## [TO-DO LIST]
1. According to the Seeking Eden text, who designed the gardens at the Oak Hill Home?
2. Using the Seeking Eden text, decide whether each statement agrees with it: (a) the exhibition is shown in McElreath Hall's archives gallery; (b) the statewide inventory collaboration was launched in 1933; (c) Seeking Eden explores 12 historic properties.
3. Reproduce the passage of the Seeking Eden text that begins at the words "Many of Georgia’s" and stops after "these influential properties.".

──────── GIVEN TEXT

Seeking Eden

Many of Georgia’s significant designed landscapes grew from a strong interest in gardening and garden design that was abloom in the 19th and early 20th centuries. Seeking Eden: A Collection of Georgia’s Historic Gardens explores the evolution of 12 of these influential properties.

Through photographs, postcards, landscape plans, and manuscripts, Seeking Eden highlights the importance of historic gardens in Georgia’s past as well as their value and meaning within the state’s 21st-century communities.

On view in McElreath Hall’s archives gallery, the exhibition is presented in combination with publication of a University of Georgia Press book, also titled Seeking Eden: A Collection of Georgia’s Historic Gardens. The book was co-authored by Cherokee Garden Library Director Staci L. Catron and historic preservationist Mary Ann Eaddy.

The content of the exhibition and book are inspired by Garden History of Georgia, 1733-1933, published by Peachtree Garden Club in 1933. Seeking Eden grew out of a more-than-decade-and-a-half collaboration launched in 2002 to conduct a statewide inventory of Georgia’s historic gardens. The initiative was formed between the Garden Club of Georgia, the Georgia Department of Natural Resources-Historic Preservation Division, the Cherokee Garden Library (a Special Library of the Kenan Research Center at the Atlanta History Center), and the National Park Service-Southeast Regional Office.

Oak Hill Home

The Oak Hill Home at Berry College was built in the 1880s. The gardens, including the Goldfish and Sunken gardens, were added in the 1930s and were designed by landscape architect Robert Cridland.

────────────────
──────── INFORMATION PROVIDED

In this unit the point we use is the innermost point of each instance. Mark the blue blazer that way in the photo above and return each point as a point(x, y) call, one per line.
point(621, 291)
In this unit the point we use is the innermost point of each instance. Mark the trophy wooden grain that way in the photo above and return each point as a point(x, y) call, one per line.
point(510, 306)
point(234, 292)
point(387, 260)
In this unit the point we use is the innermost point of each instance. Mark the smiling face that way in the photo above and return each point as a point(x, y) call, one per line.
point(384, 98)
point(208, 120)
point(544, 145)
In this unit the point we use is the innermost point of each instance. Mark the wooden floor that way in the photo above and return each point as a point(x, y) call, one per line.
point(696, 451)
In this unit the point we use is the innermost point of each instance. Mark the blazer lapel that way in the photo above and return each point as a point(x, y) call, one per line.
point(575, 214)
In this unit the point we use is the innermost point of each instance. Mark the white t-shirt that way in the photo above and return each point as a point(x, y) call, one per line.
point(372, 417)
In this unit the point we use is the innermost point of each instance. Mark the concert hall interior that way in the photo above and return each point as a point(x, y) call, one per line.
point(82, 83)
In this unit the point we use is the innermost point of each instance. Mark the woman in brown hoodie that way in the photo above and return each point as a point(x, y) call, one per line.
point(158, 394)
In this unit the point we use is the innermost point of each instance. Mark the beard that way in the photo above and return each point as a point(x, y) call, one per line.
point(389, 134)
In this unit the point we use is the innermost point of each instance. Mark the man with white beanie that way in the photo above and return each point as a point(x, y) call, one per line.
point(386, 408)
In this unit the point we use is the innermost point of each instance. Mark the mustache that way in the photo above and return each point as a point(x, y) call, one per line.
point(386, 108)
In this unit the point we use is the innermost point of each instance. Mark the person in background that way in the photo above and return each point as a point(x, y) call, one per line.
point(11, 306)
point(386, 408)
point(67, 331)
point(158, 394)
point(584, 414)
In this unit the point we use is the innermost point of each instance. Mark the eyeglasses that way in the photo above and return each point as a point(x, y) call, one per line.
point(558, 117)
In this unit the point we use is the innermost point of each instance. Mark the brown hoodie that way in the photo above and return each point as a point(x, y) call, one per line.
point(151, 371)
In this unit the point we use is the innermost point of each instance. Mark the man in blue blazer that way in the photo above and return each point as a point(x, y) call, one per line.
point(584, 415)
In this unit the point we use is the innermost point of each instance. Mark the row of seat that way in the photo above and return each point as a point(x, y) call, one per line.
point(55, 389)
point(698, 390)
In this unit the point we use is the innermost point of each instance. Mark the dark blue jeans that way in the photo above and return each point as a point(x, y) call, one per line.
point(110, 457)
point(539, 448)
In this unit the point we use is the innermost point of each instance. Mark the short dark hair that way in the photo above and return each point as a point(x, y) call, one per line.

────────────────
──────── INFORMATION PROVIDED

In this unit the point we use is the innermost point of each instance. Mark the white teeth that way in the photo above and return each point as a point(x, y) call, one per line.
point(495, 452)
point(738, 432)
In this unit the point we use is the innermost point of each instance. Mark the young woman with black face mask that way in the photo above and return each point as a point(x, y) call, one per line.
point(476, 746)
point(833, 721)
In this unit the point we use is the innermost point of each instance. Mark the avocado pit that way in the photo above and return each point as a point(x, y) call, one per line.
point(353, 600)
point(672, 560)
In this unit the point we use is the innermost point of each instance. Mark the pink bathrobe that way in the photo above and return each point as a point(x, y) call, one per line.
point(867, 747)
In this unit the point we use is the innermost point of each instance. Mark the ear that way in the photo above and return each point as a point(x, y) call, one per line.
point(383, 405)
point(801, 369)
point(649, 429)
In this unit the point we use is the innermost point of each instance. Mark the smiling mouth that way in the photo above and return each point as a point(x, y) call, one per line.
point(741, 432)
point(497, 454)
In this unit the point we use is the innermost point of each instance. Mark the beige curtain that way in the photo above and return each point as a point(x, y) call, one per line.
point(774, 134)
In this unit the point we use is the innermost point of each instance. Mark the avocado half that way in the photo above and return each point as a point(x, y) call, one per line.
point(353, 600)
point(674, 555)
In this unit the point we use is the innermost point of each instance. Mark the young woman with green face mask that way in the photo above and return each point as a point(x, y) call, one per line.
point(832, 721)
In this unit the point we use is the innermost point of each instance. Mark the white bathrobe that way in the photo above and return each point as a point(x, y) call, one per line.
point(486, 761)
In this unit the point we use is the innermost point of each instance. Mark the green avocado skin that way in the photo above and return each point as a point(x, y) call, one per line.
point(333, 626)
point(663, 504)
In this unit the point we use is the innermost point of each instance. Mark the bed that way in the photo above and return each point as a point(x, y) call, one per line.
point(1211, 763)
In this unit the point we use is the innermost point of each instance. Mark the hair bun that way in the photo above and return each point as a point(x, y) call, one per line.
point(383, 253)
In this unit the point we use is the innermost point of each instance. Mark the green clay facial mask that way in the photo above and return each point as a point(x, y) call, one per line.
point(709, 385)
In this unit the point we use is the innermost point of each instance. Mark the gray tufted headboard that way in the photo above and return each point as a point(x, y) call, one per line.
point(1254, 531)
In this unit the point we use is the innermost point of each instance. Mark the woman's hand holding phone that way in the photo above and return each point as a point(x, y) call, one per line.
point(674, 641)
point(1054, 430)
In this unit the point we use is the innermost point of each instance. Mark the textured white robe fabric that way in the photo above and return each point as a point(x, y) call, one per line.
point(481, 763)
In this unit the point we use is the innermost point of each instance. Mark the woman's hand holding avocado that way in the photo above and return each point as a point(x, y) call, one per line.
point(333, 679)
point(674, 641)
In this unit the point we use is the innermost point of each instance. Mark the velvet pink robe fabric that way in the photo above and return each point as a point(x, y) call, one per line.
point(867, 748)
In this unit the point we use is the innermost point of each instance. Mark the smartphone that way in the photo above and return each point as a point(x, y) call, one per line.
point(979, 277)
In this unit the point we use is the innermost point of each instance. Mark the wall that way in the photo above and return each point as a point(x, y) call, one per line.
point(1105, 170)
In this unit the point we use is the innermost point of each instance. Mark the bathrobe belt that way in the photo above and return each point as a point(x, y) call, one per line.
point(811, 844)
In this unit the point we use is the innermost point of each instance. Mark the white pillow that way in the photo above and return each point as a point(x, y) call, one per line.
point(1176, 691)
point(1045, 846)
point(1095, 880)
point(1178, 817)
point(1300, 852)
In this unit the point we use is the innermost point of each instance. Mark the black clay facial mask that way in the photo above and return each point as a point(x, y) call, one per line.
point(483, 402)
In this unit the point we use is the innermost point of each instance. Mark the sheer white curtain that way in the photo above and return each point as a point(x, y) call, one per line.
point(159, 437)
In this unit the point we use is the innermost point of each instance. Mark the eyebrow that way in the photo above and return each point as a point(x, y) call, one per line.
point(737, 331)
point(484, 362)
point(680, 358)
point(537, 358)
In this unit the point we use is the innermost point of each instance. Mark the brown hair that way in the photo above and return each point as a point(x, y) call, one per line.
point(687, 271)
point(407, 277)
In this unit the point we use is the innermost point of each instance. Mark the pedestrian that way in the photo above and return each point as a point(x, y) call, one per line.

────────────────

## [EXERCISE SOLUTIONS]
1. Landscape architect Robert Cridland designed them.

2.
(a) Yes: "On view in McElreath Hall’s archives gallery"
(b) No: "a more-than-decade-and-a-half collaboration launched in 2002"
(c) Yes: "explores the evolution of 12 of these influential properties"

3.
Many of Georgia’s significant designed landscapes grew from a strong interest in gardening and garden design that was abloom in the 19th and early 20th centuries. Seeking Eden: A Collection of Georgia’s Historic Gardens explores the evolution of 12 of these influential properties.